[INSTRUCTIONS FOR THE TASK] Copy each of the following records word for word, keeping every line the same.

[Outlined labeled area records]
--- Begin ---

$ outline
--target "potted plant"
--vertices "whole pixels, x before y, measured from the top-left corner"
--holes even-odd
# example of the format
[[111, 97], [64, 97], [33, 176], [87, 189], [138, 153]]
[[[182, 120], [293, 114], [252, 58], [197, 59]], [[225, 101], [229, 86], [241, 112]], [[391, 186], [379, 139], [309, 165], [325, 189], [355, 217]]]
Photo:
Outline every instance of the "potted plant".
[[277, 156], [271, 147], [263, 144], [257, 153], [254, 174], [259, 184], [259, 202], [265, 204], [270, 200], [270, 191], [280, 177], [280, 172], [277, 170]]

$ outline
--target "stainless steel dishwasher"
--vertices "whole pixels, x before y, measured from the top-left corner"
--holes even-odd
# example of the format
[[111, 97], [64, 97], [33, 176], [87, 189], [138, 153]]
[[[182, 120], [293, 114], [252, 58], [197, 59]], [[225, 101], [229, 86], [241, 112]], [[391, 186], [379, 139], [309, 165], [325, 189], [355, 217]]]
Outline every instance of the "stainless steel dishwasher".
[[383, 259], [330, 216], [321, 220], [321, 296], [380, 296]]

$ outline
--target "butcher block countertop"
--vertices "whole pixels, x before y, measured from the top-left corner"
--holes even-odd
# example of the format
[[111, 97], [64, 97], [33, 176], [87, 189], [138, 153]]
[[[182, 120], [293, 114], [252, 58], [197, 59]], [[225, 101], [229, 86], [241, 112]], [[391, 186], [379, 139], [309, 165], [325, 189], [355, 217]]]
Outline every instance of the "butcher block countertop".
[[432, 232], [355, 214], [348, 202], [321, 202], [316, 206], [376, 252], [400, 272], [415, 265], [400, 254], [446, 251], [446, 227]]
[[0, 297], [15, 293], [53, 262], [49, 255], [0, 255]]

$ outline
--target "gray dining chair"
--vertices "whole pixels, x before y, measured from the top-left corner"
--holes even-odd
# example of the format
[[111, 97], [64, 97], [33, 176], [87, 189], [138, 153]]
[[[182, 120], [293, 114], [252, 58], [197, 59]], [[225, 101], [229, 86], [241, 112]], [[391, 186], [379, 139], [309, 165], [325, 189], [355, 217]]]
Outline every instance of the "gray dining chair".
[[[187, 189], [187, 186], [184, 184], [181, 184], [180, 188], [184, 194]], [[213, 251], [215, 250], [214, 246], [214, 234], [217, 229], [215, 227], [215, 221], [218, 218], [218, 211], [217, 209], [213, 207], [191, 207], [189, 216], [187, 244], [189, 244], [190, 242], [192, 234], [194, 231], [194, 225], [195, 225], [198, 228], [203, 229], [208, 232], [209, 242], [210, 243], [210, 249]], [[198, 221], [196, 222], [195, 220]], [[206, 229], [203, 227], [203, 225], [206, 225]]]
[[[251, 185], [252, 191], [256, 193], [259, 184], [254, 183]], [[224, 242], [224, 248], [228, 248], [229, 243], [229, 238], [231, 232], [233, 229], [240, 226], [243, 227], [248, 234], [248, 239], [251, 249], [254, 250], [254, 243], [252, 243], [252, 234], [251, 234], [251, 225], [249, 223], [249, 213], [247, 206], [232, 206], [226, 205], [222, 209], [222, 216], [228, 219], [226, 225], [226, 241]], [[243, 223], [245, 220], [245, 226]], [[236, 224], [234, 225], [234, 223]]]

--- End ---

[TASK OUTPUT]
$ outline
--target "potted plant"
--vertices "whole pixels, x before y, measured from the top-left corner"
--holes even-odd
# example of the format
[[111, 97], [64, 97], [33, 176], [87, 189], [138, 153]]
[[[182, 120], [293, 114], [252, 58], [197, 59]], [[225, 101], [229, 86], [241, 112]], [[391, 186], [379, 139], [309, 165], [325, 189], [355, 217]]]
Photo:
Outline every instance of the "potted plant".
[[277, 156], [271, 147], [263, 144], [257, 153], [254, 174], [259, 184], [259, 202], [265, 204], [270, 200], [270, 191], [280, 177], [280, 172], [277, 170]]

$ outline
--target "stainless steel dishwasher"
--vertices "whole pixels, x before y, measured from the top-left corner"
--holes even-odd
# example of the format
[[111, 97], [64, 97], [33, 176], [87, 189], [138, 153]]
[[[182, 120], [293, 114], [252, 58], [197, 59]], [[225, 101], [229, 86], [241, 112]], [[391, 186], [379, 139], [309, 165], [325, 189], [355, 217]]]
Outline every instance of the "stainless steel dishwasher".
[[383, 259], [330, 216], [321, 220], [321, 296], [380, 296]]

$ outline
--target "butcher block countertop"
--vertices "whole pixels, x before y, measured from the top-left corner"
--holes even-odd
# example of the format
[[111, 97], [64, 97], [33, 176], [87, 189], [138, 153]]
[[[182, 120], [293, 114], [252, 58], [197, 59]], [[225, 101], [229, 86], [241, 112]], [[391, 186], [379, 139], [309, 165], [325, 189], [355, 217]]]
Outline every instance of the "butcher block countertop".
[[432, 232], [355, 214], [348, 202], [321, 202], [316, 206], [376, 252], [400, 272], [415, 265], [400, 254], [446, 251], [446, 227]]
[[0, 297], [15, 293], [53, 262], [49, 255], [0, 255]]

$ outline
--target "gray dining chair"
--vertices "whole pixels, x before y, measured from the top-left corner"
--holes even-odd
# example of the format
[[111, 97], [64, 97], [33, 176], [87, 189], [138, 153]]
[[[182, 120], [293, 114], [252, 58], [197, 59]], [[225, 101], [229, 86], [241, 112]], [[391, 186], [379, 139], [309, 165], [325, 189], [355, 217]]]
Outline every instance of the "gray dining chair".
[[[187, 189], [187, 186], [184, 184], [181, 184], [180, 188], [184, 194]], [[213, 251], [215, 250], [214, 246], [214, 234], [217, 229], [215, 227], [215, 221], [218, 218], [218, 211], [217, 209], [213, 207], [191, 207], [189, 216], [187, 244], [189, 244], [190, 242], [192, 234], [194, 231], [194, 225], [195, 225], [198, 228], [203, 229], [208, 232], [209, 242], [210, 243], [210, 249]], [[198, 221], [196, 222], [195, 220]], [[206, 229], [203, 227], [203, 225], [206, 225]]]
[[[251, 185], [252, 191], [256, 193], [259, 184], [254, 183]], [[224, 242], [224, 248], [228, 248], [229, 243], [229, 238], [231, 232], [233, 229], [240, 226], [243, 227], [248, 234], [248, 239], [251, 249], [254, 250], [254, 243], [252, 243], [252, 234], [251, 234], [251, 225], [249, 223], [249, 213], [247, 206], [232, 206], [226, 205], [222, 209], [222, 216], [228, 219], [226, 225], [226, 241]], [[243, 223], [245, 220], [245, 226]], [[236, 224], [234, 225], [234, 223]]]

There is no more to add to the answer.